In the past ten years, the price of clothes has fallen by 13%. But who has been paying the price? Can the ethical claims of the big brands be trusted?
From the exploitation of children and workers to forcing labourers to work in dangerous conditions and violating local and international laws, it seems many manufacturers are still reliant on sweatshop models of production. In this exclusive investigation, we access the sweatshops of Bangladesh, where girls like 12 year old Khadija work 60 hour weeks. We film inside the factories and speak to the workers.
In Dhaka, we also meet Hanan, one of the growing number of workers whose lungs have been left in tatters after sandblasting jeans for years. Sandblasting, known to cause silicosis, is now illegal in Europe and Turkey so companies like Lindex have moved their production lines to India. We film these workers in action and then accompany Hann to hospital, where doctors advise him to stop working immediately. But Hann cannot afford to take more than one week off work. After that, he must return to the job that is slowly killing him.

Stored data:
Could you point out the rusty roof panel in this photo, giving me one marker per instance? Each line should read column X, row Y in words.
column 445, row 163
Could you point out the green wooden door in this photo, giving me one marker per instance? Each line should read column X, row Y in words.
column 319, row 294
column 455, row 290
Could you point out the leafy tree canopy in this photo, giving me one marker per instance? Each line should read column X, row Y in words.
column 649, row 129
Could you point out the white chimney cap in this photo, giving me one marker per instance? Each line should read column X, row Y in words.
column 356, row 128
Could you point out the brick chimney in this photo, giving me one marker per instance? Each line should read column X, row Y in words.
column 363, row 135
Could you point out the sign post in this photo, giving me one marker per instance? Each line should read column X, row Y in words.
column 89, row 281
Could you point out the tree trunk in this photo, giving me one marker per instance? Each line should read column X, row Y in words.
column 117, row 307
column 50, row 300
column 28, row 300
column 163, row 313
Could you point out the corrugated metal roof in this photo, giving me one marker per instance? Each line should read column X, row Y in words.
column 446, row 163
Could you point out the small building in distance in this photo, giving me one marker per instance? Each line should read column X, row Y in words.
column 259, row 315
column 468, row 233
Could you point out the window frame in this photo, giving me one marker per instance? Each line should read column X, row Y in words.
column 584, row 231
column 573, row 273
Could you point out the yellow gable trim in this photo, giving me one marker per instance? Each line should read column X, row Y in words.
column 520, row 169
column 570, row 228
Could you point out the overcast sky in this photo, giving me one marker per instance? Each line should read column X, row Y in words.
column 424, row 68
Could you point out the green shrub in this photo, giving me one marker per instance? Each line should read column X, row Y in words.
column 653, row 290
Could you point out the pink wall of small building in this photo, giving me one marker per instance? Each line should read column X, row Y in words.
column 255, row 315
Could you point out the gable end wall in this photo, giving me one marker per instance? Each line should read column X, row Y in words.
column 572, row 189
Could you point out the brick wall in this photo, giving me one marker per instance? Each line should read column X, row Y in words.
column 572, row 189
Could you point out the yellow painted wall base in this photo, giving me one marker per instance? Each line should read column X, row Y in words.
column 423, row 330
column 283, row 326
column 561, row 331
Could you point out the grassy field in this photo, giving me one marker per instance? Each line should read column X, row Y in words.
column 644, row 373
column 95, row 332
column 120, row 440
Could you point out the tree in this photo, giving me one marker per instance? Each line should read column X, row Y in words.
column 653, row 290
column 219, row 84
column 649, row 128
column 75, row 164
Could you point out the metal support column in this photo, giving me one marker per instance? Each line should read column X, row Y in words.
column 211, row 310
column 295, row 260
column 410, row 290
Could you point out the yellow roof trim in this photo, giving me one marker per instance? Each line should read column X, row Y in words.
--
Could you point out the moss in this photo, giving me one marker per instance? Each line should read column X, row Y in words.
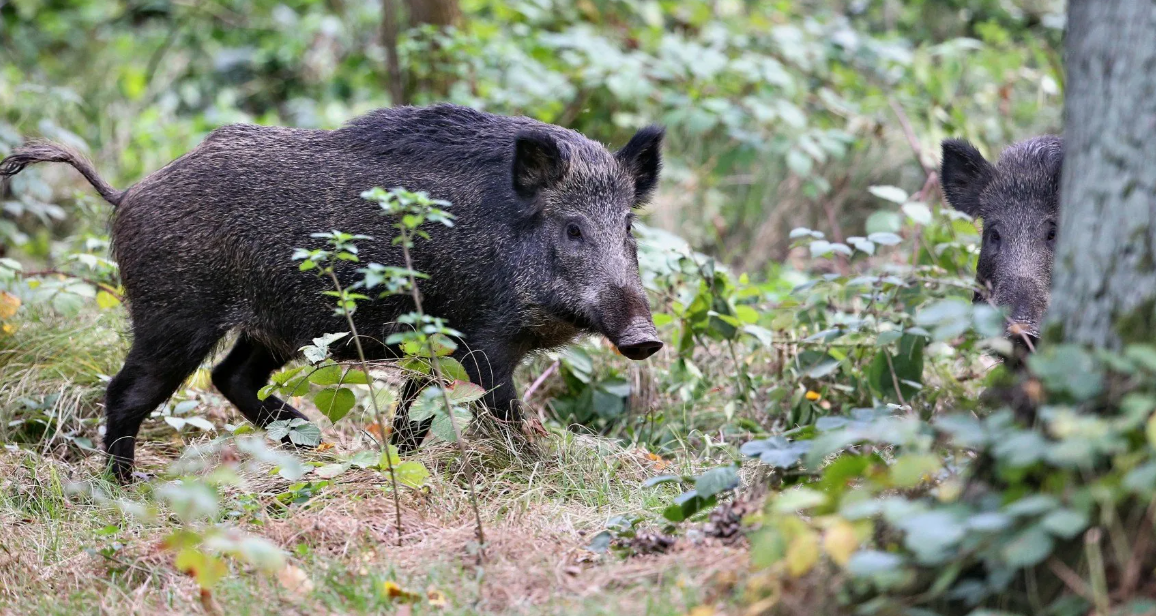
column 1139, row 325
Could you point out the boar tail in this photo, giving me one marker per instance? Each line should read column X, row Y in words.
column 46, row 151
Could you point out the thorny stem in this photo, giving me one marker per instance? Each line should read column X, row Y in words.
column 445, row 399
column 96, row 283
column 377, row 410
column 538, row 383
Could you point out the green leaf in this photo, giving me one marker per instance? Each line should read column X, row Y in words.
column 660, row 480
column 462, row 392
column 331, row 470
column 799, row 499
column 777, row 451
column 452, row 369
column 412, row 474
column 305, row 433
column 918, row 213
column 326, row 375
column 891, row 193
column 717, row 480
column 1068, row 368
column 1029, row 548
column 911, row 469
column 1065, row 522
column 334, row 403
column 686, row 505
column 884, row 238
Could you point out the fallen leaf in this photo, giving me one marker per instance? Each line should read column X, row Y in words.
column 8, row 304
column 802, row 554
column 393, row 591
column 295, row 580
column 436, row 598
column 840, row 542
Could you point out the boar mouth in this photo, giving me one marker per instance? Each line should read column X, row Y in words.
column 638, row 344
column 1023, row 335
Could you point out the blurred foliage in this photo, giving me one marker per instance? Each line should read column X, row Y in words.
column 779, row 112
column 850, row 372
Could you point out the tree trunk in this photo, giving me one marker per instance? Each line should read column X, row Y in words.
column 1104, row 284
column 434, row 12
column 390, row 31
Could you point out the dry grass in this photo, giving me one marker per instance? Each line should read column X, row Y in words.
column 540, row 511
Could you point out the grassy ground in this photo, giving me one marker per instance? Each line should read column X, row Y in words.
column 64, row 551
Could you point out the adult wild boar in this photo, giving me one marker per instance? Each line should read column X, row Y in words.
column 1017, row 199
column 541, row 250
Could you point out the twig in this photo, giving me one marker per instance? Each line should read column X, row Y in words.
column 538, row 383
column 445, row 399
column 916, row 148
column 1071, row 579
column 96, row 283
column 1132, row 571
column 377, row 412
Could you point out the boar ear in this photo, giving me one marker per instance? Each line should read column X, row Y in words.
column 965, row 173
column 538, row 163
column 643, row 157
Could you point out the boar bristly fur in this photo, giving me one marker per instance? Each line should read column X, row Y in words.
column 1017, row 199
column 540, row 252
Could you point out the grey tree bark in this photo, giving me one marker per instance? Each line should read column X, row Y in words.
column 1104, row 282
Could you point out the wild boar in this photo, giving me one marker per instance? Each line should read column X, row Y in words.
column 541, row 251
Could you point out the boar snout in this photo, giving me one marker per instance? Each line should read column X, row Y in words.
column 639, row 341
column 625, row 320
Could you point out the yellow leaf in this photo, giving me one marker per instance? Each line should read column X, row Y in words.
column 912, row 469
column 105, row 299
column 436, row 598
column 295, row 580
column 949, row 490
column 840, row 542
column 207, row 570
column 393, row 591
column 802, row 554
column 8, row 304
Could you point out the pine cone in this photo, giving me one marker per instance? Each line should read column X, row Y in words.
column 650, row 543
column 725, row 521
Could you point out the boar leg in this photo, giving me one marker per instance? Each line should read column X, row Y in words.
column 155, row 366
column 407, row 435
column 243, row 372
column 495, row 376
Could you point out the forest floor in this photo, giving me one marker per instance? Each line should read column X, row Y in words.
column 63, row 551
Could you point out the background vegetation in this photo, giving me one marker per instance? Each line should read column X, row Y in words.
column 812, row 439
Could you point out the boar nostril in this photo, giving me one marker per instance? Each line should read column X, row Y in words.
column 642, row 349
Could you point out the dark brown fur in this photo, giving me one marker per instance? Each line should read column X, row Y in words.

Check your understanding:
a) Answer these questions using the sweatshop investigation, one answer per line:
(i) By what percentage has the price of clothes fallen in the past ten years?
(ii) How many hours a week does Khadija work?
(iii) Which company is named as having moved its production lines to India?
b) Rewrite the part of the sweatshop investigation starting at "From the exploitation" and ending at "to the workers.", changing "factories" to "workshops".
c) Continue the sweatshop investigation onward from its last sentence.

Outputs in order:
a)
(i) 13%
(ii) 60 hours
(iii) Lindex

b)
From the exploitation of children and workers to forcing labourers to work in dangerous conditions and violating local and international laws, it seems many manufacturers are still reliant on sweatshop models of production. In this exclusive investigation, we access the sweatshops of Bangladesh, where girls like 12 year old Khadija work 60 hour weeks. We film inside the workshops and speak to the workers.

c)
Returning to Europe, we access a confidential document from Inditex, owners of Zara, which proves that every one of their Indian official suppliers was graded D (the worst possible score) for blatant breeches of their ethical charter, like using child labour. We also discover that in the shadows of the accredited suppliers exists at least 2,000 subcontractors who do not adhere to any kind of charter. We confront Pablo Isla, the current president of Inditex, at the annual presentation of Zara’s financial results. How can he justify practices at the factories producing Zara clothes?
Creating a dress for ten euros in Europe, in less than a fortnight. It’s not only possible, but it’s becoming the norm. Since the fashion industry went down the path of fast-fashion, it’s always both faster and cheaper - no matter the consequences.